記事抜粋:
◇ ◇ ◇ ◇ ◇

「企業はその人の姿勢やマインドを評価して採用しているのに、従業員がマインドを最大限に発揮できる環境を与えていない」ーーそう指摘するのは、Dropbox共同創業者 兼 最高経営責任者(CEO)のDrew Houston氏だ。同氏は9月28日まで米サンフランシスコで開催されたSalesforce.comのイベント「Dreamforce 2018」に登場し、Salesforceの共同創業者 兼 共同CEOであるMarc Benioff氏と対談した。
日本で流行語となっている“働き方改革”に対して、ITは大きく貢献できる。Dropboxも、働き方改革を支援するサービスと言えるだろう。クラウドに写真やドキュメントを保存していつでもアクセスして作業したり、他人と共有したりできるからだ。“クラウドに保存していつでも・どこでも”というアイデアは、2007年のHouston氏自身の体験から生まれたという。
当時、Houston氏はチャイナタウンバスでボストンからニューヨークに住む友人を訪ねるところだった。そして、バスの中で作業をしようと思っていたが、作業ファイルを入れていたUSBドライブを忘れてしまったのだという。「iPhoneも車内Wi-Fiもない時代。本当に何もできなかった。こんなことは2度と嫌だと強く思った」と振り返る。
このバス内での不満をきっかけにDropboxを着想し、その後コンピュータサイエンスをともに勉強するArash Ferdowsi氏と出会い、それを具現化していった。西海岸にやってくると、「まだ引越しの荷を解かないうちに」投資してくれるVCに出会えた。そして2018年には、長く待たれていたIPOを実現した。
Houston氏に対し、「会うたびに“いつIPOするの?”と聞いていたけど、もうしなくていいね」とBenioff氏。代わりに「10年後に達成したいことは?」と長期的なビジョンを尋ねた。

◇ ◇ ◇ ◇ ◇

提示資料:
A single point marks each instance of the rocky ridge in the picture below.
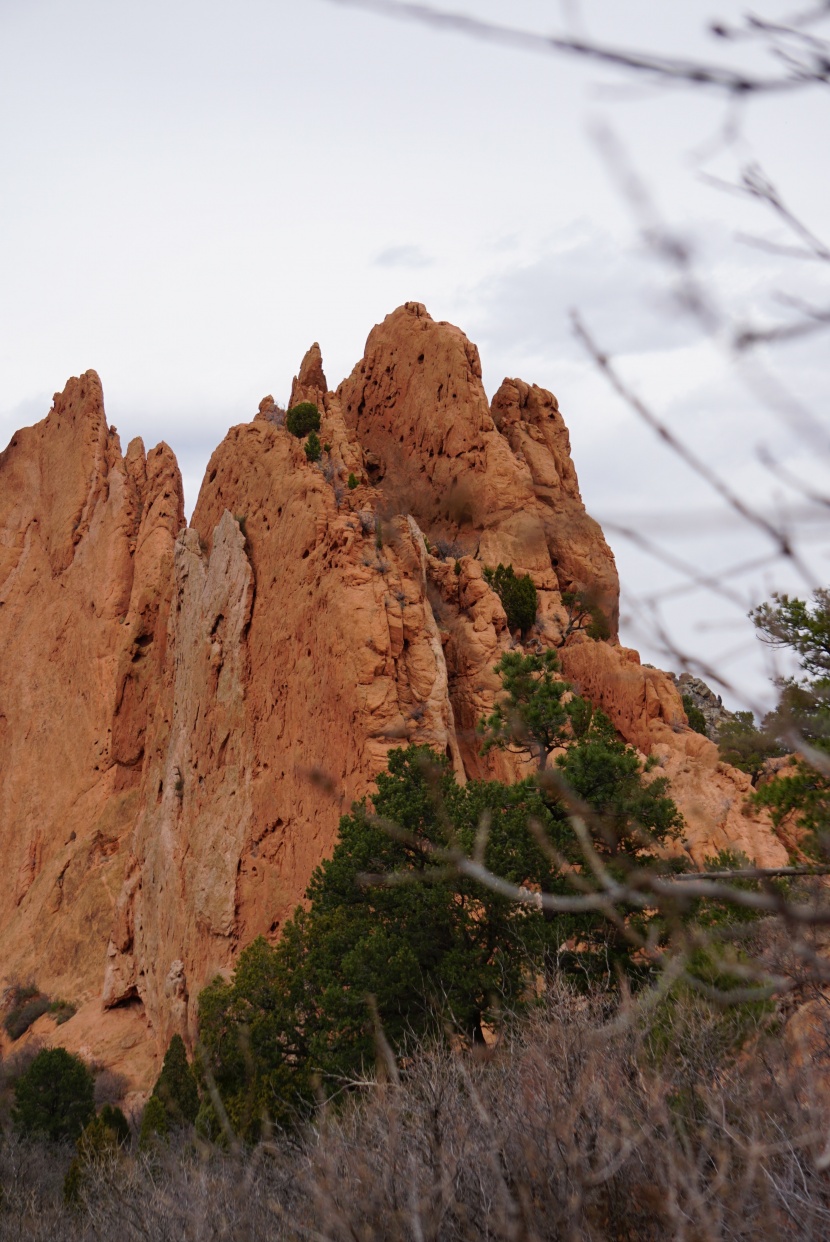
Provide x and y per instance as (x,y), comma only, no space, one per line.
(185,712)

◇ ◇ ◇ ◇ ◇

問題:
Dropbox創業の経緯を扱う記事の続きを、最後の文の直後から書き継げ。 提示資料は記事とは独立した別個の資料である。

解答:
「創業時に感じていた“USBドライブを持ち歩かなければ仕事ができない”という問題は、11年が経過してほとんど解決できている。Dropboxは企業でも利用されている」とHouston氏。現在取り組んでいるコンセプトを「enlightened way of working」(enlightenedとは“啓発された”などの意味)という言葉で表現した。
「企業が大きくなり、CEOとしての自分の仕事は、メール、ミーティング、メール、電話……。“トレッドミル”の速度が速くなっている。以前より忙しくなったのに、生産性は上がっていない。創造的な作業がまったくできない」と自身の状況を話した後、従業員についても「彼らのマインドに惚れ込んで雇っても、考える空間を与えていない」と話す。「物理的な環境が人を心地よくしたり、幸せにしたりすることは研究から分かっている。仮想環境でも同じだ」とHouston氏。オフィスでの仕事では画面に向かうことが増えているが「新しいツールや技術はたくさんあるのに、いまだにメールと生産性ソフトウェアを使っている。まったく意味をなしていない」と続けた。
必要なのは、考え抜かれて設計された環境、静かで作業にフォーカスできる環境だ。Houston氏は新コンセプトで、これをDropbpxという仮想環境で実現することを試みる。「10年後、仕事という点で皆がもっとハッピーに、満足している状態になっていたらいいなと思う。今を振り返って、“あの頃はひどかったね”と言えるようにしたい」と語る。
具体的なことは明かしていないが、心理学や神経科学でわかっている集中できる環境を実際のツールなどに結びつける、とHouston氏は説明する。機械学習などを使って、必要な時に情報を得られ、集中したい時には通知がオフになり邪魔されない環境を実現したいという。「“AI操縦士”のような人が、たくさんの情報の中からこれが最も大切と教えてくれたり、画面をオンにすると重要なものだけが表示されたりするような環境」という。「Dropboxは単にストレージの場所から、人が集まって仕事をする場所になった。(次は)アイデアが現実のものになる場所、ここに大きなチャンスがある」(Houston氏)。
なお、Benioff氏は「私はオフィスは持たないよ」と言ったが、Salesforceはサンフランシスコの中心部に61階建てのSalesforceタワーを完成させたところだ。Dropboxも、そこからそう遠くないミッションベイ地区に大規模な本社を構える計画を発表しており、従業員がフォーカスできる環境の実現を目指すとしている。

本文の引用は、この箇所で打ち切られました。